--- Start EXERCISE MATERIAL ---

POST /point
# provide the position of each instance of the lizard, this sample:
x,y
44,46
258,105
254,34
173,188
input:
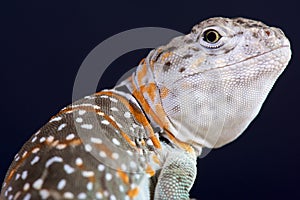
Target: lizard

--- End EXERCISE MATERIAL ---

* **TASK REQUIREMENTS**
Can you copy out all of the lines above word for word, leaving out the picture?

* **EXERCISE RESULT**
POST /point
# provide the position of each instance of the lizard, this sample:
x,y
44,46
258,105
254,34
173,188
input:
Target: lizard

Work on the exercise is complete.